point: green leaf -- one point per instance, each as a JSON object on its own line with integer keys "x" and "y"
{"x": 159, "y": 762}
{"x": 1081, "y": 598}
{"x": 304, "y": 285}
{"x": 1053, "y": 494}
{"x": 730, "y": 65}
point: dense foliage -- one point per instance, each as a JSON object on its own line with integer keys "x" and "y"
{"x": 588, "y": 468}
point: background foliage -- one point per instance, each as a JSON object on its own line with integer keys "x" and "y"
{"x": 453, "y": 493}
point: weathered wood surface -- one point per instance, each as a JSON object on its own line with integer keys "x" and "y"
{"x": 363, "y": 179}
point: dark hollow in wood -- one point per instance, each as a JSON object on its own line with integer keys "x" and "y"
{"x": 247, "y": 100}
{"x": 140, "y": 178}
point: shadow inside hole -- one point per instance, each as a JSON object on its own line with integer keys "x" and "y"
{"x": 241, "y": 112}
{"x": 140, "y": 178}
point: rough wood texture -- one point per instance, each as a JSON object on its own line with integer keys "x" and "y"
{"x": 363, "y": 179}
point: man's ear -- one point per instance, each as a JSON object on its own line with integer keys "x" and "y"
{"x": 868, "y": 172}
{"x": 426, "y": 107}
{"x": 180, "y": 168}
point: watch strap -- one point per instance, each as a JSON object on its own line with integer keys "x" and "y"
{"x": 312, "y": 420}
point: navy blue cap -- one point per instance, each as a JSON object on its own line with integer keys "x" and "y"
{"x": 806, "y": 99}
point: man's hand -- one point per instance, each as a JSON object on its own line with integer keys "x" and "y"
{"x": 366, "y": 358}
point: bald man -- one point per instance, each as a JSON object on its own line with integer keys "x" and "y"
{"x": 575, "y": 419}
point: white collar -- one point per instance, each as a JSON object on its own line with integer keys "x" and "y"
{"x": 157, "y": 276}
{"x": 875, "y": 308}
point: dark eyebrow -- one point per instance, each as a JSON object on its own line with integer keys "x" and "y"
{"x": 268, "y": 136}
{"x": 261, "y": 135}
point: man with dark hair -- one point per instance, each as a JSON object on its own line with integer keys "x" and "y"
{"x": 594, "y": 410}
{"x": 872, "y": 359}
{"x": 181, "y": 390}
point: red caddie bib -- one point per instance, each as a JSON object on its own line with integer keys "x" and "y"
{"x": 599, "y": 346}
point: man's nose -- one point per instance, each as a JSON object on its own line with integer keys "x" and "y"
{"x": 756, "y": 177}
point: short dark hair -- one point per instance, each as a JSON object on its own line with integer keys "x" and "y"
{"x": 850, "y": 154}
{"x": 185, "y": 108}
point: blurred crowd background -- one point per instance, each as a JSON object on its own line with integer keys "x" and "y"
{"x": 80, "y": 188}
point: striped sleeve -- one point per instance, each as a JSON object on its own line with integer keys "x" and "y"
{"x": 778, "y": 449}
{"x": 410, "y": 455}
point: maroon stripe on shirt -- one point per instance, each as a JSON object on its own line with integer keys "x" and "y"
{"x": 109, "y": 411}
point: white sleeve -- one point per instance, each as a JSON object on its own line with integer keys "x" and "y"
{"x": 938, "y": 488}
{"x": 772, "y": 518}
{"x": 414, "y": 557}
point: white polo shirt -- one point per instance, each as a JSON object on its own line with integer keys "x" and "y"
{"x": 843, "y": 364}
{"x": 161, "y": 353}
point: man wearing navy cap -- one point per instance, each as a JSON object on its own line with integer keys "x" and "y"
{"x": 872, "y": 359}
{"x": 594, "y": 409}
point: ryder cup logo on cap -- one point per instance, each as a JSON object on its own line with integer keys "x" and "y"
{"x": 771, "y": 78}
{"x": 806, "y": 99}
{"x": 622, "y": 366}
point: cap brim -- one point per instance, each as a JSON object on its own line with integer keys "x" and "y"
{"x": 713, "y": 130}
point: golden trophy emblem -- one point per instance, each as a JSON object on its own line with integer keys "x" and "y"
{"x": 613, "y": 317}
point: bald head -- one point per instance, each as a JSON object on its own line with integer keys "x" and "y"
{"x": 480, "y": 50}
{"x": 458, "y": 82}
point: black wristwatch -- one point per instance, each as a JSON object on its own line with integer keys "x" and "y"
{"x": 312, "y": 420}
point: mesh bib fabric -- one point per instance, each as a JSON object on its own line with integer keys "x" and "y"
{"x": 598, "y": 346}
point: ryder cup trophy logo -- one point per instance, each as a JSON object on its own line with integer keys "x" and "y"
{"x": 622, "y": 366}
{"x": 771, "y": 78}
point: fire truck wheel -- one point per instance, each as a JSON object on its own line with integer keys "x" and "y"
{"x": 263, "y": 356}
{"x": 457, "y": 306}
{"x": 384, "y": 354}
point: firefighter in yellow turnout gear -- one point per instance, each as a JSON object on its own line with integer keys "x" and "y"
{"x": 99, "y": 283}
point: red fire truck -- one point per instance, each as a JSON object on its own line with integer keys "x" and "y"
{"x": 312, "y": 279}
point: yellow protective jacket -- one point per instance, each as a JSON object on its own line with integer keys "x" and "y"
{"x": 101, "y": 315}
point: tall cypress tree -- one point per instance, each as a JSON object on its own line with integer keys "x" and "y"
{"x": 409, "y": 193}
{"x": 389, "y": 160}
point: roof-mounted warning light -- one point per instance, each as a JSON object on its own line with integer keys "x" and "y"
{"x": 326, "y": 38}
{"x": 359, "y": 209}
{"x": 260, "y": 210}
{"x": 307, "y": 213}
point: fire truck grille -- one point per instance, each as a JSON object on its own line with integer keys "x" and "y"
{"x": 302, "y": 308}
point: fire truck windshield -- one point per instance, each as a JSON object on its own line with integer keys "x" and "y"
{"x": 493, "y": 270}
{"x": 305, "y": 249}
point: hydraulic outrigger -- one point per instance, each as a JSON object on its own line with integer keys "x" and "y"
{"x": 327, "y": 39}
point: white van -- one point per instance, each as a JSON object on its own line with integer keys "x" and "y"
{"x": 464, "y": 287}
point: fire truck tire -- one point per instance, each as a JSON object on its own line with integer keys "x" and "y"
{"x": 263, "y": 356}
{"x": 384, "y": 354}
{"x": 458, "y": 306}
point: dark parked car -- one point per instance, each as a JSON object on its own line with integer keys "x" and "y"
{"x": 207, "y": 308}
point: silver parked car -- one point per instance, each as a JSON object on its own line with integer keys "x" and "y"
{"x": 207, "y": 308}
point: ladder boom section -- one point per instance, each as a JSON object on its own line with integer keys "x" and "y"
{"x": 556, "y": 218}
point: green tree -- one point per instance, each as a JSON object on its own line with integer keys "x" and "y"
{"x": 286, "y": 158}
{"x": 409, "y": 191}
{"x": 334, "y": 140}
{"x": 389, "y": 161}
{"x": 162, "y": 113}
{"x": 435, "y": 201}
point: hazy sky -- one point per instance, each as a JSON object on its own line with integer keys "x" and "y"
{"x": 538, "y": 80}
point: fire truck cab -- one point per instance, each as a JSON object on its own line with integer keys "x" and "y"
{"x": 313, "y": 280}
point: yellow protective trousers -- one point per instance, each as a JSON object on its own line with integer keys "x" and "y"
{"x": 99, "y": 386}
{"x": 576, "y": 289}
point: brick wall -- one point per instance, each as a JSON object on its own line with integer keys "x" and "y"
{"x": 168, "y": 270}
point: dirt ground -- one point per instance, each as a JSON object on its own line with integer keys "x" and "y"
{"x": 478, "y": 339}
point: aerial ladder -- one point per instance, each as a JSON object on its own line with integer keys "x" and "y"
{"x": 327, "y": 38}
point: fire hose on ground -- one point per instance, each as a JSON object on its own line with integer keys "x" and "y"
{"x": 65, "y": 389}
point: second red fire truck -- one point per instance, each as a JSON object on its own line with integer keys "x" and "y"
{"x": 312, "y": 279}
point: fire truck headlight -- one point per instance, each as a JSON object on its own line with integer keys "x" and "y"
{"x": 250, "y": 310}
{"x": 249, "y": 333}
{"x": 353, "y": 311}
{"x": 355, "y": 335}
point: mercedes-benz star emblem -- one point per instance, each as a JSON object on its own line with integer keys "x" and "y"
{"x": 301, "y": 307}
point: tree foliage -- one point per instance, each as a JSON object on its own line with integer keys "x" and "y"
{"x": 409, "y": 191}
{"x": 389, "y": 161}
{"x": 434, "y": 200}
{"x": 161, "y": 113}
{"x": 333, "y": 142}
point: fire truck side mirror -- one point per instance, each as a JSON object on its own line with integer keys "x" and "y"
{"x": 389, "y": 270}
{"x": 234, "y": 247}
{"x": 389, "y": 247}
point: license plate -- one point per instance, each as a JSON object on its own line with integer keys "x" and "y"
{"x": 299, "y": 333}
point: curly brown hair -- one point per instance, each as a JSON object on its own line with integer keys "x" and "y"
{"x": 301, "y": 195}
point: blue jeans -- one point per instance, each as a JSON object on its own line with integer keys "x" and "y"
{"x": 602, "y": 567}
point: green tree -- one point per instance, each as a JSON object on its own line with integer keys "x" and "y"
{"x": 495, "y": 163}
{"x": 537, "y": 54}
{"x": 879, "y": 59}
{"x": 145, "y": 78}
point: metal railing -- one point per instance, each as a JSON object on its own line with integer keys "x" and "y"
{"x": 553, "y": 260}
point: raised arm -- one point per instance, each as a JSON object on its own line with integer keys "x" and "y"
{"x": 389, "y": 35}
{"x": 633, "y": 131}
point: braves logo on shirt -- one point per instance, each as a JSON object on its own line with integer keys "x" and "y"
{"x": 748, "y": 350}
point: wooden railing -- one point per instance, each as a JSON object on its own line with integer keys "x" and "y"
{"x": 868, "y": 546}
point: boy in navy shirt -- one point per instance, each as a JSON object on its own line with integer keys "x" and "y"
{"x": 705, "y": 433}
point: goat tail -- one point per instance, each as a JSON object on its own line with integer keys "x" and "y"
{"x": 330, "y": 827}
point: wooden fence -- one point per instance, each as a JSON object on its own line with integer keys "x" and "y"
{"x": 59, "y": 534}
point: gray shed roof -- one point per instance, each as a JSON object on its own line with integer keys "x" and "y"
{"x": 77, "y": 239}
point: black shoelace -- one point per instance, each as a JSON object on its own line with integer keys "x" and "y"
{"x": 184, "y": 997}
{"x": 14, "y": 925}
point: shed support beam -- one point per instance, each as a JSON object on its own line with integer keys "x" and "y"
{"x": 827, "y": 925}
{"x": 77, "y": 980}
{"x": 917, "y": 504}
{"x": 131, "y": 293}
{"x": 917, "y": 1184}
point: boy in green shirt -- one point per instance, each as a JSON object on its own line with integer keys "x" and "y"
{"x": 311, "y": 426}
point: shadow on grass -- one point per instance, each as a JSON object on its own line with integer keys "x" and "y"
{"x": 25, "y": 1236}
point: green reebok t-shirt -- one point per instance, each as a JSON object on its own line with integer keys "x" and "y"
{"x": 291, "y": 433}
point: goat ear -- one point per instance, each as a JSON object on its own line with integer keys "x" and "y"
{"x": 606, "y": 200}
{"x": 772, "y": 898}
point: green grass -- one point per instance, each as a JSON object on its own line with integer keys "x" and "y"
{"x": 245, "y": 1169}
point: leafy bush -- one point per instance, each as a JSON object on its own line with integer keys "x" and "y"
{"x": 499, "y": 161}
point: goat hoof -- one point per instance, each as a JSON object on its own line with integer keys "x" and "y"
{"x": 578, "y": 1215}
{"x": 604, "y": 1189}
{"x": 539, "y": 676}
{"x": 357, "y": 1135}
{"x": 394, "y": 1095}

····················

**WRITTEN INSTRUCTION**:
Rewrite the lines starting at the one containing "point: leafy bush" and ending at the end of the material, replacing "goat hoof" with "hoof" and keeping everything else the same.

**SOLUTION BELOW**:
point: leafy bush -- one point per instance, each as a JSON object on its own line with integer keys "x" and "y"
{"x": 499, "y": 161}
point: hoof -- one point per instance, each as a JSON object on its own line with integer keys "x" and "y"
{"x": 578, "y": 1215}
{"x": 604, "y": 1189}
{"x": 539, "y": 676}
{"x": 357, "y": 1135}
{"x": 394, "y": 1095}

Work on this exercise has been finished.